Point labeling data:
>>>

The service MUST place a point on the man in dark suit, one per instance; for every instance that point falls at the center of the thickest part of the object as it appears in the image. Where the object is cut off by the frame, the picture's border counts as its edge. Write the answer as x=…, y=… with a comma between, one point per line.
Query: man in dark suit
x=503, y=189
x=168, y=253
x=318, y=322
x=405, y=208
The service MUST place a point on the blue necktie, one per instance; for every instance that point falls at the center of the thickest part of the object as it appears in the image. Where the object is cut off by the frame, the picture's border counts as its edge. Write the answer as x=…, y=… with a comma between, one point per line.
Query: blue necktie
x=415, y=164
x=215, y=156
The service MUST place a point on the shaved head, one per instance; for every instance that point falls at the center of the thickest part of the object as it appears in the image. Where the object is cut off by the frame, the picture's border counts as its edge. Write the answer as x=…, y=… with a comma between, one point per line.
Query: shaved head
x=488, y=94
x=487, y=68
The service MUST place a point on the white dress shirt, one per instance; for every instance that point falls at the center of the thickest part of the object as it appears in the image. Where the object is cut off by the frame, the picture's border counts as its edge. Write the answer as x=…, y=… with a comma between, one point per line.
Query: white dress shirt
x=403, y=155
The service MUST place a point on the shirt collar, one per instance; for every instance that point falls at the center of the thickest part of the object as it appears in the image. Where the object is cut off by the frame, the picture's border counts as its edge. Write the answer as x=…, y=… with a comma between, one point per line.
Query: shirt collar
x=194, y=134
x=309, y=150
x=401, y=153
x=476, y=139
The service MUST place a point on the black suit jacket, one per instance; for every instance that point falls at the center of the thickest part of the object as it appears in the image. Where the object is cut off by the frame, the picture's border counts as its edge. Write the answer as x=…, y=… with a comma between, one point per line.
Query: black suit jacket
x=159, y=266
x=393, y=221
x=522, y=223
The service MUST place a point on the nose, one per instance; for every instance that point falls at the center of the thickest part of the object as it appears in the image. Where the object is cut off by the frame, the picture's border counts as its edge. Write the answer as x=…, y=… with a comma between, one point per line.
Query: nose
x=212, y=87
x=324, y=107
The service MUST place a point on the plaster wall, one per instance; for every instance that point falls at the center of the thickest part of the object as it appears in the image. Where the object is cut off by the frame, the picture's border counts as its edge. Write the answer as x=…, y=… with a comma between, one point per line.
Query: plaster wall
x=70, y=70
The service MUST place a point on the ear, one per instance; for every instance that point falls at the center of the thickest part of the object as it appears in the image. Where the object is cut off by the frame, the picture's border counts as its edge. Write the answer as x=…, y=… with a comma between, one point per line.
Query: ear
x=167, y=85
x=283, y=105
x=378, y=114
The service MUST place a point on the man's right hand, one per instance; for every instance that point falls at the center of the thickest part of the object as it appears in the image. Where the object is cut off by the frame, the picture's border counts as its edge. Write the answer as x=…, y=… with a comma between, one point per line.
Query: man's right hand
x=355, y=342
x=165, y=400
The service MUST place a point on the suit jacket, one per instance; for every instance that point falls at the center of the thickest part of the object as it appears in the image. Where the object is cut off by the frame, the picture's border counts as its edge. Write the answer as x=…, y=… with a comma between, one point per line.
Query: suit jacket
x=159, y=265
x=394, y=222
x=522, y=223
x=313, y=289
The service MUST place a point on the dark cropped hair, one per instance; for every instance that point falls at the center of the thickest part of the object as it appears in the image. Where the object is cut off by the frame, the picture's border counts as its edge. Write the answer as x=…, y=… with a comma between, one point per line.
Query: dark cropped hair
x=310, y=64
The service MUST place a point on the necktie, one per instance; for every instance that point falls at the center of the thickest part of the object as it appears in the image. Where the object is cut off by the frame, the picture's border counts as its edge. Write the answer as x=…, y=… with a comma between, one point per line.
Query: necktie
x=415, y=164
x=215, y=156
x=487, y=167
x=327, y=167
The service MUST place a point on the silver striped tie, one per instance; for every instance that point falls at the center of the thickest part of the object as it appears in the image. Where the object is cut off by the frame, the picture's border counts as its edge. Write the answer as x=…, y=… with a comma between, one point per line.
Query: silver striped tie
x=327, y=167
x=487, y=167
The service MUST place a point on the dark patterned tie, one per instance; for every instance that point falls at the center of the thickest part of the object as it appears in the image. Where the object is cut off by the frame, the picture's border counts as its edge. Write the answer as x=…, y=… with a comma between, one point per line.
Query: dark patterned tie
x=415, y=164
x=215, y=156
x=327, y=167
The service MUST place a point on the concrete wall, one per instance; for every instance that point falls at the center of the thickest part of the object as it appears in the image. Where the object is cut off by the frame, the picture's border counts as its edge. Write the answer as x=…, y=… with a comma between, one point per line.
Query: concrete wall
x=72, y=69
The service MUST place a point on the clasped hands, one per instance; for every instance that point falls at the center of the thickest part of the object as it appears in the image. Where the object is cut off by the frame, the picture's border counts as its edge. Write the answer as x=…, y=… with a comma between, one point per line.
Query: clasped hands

<<<

Exercise:
Retype all of the lines of the data above without any changes.

Result for this task:
The service MUST place a point on the man in dark suit, one per instance; for every instance that point falls at the center of the thickest part of the object as it appears in the image. Where the object is cut off by the frame, the picture's border counts as its edge. Write the answer as x=…, y=… with a comma between, one point per line.
Query: man in dark suit
x=503, y=189
x=168, y=253
x=318, y=322
x=405, y=208
The service MUST place a point on the blue necktie, one per instance; for every instance that point falls at the center of the thickest part of the object as it appears in the image. Where the object is cut off by the frame, the picture's border counts as its edge. Write the answer as x=…, y=… with a comma between, one point per line.
Query: blue necktie
x=415, y=164
x=215, y=156
The service MUST place a point on the shaved head, one per instance; for every instance that point falls at the center of the thickest part of the object as it appears in the image. Where the object is cut off by the frame, the picture's border counts as its edge. Write the answer as x=…, y=… with a comma between, one point per line.
Query: shaved head
x=488, y=94
x=487, y=68
The service MUST place a point on the white dress shirt, one per instance; for every instance that point falls at the center of the thickest part of the object as it appears in the image. Where the object is cut off by the frame, the picture's border counts as its edge. Write the answer as x=…, y=… with a comma between, one point per line.
Query: white dress shirt
x=403, y=155
The service MUST place a point on the shirt collar, one per instance; for every instance that point falls at the center of the thickest part of the object as it appears in the image. Where the object is cut off by the frame, the picture's border counts as its edge. Write the answer as x=…, y=… with a comma between, one point per line.
Query: shirt collar
x=194, y=134
x=309, y=150
x=401, y=153
x=476, y=139
The service MUST place a point on the black suit jacket, one per instance; for every instance that point falls at the center of the thickest part of the object as it appears in the image. Where the object is cut off by the frame, the picture's border counts as its edge. Write the answer as x=…, y=… with a comma between, one point per line.
Query: black suit jacket
x=159, y=266
x=393, y=221
x=522, y=223
The service MUST place a point on the nose, one per instance; for every instance that point falls at the center of the thickest part of the object as it appears in the image. Where the object is cut off by the frame, the picture's border counts as its edge. Write the answer as x=…, y=… with a comma between, one point per line.
Query: nose
x=212, y=87
x=324, y=107
The service MUST place a point on the plaster wall, one per instance; for every instance that point falls at the center of the thickest part of the object as it appears in the image. Where the object is cut off by the frame, the picture's border counts as its edge. Write the answer as x=…, y=… with a comma between, one point per line.
Query: plaster wall
x=70, y=70
The service MUST place a point on the ear, one per instance; for every instance that point falls at the center of the thickest part of the object as it appears in the image. Where the object is cut off by the frame, the picture's border counts as its edge. Write the answer as x=…, y=… with a comma between, one point per line.
Query: ear
x=167, y=85
x=283, y=105
x=378, y=114
The service MUST place a point on the man's right hand, one per instance; for every instance that point falls at the center of the thickest part of the object as it appears in the image. Where the object is cut off by the frame, the picture's border counts as its edge. Write the answer as x=…, y=… with a comma between, one point per line.
Query: man's right hand
x=355, y=342
x=165, y=400
The service MUST place a point on the suit jacket, one per instance; for every instance that point falls at the center of the thickest part of the object as it appears in the image. Where the object is cut off by the frame, the picture's border counts as its edge. Write the answer as x=…, y=… with a comma between, one point per line.
Query: suit jacket
x=159, y=265
x=394, y=222
x=522, y=223
x=313, y=289
The service MUST place a point on the dark cropped hair, one per instance; for every instance that point falls at the center of the thickest part of the object as it appears in the image. Where the object is cut off by the frame, the picture's border counts as its edge. Write the answer as x=…, y=… with a comma between, one point per line.
Query: dark cropped hair
x=310, y=64
The service MUST place a point on the necktie, one per instance; for every instance that point falls at the center of the thickest part of the object as it appears in the image. Where the object is cut off by the frame, the picture's border counts as its edge. Write the answer as x=…, y=… with a comma between, one point per line.
Query: necktie
x=415, y=164
x=215, y=156
x=487, y=167
x=327, y=167
The service MUST place a point on the silver striped tie, one per instance; for every instance that point falls at the center of the thickest part of the object as it appears in the image. Where the object is cut off by the frame, the picture's border counts as its edge. Write the answer as x=…, y=… with a comma between, one point per line.
Query: silver striped tie
x=327, y=167
x=487, y=167
The service MUST place a point on the dark patterned tie, one per instance; for every instance that point falls at the center of the thickest part of the object as it appears in the image. Where the object is cut off by the frame, the picture's border counts as its edge. Write the answer as x=…, y=… with a comma between, one point per line.
Query: dark patterned tie
x=415, y=164
x=215, y=156
x=327, y=167
The service MUST place a point on the concrete wall, one per instance; for every instance that point falls at the center of the thickest part of the object as it appears in the image. Where the object is cut off by the frame, the picture's border counts as its edge. Write the answer as x=…, y=… with a comma between, one point per line.
Query: concrete wall
x=72, y=69
The service MUST place a point on the clasped hands, one per instance; for every instance that point falls at the center of the thickest part of the object as it appears in the image. Where the object is cut off by the frame, the picture's border counts as its edge. Write the answer as x=…, y=… with a comma between, one point per line.
Query: clasped hands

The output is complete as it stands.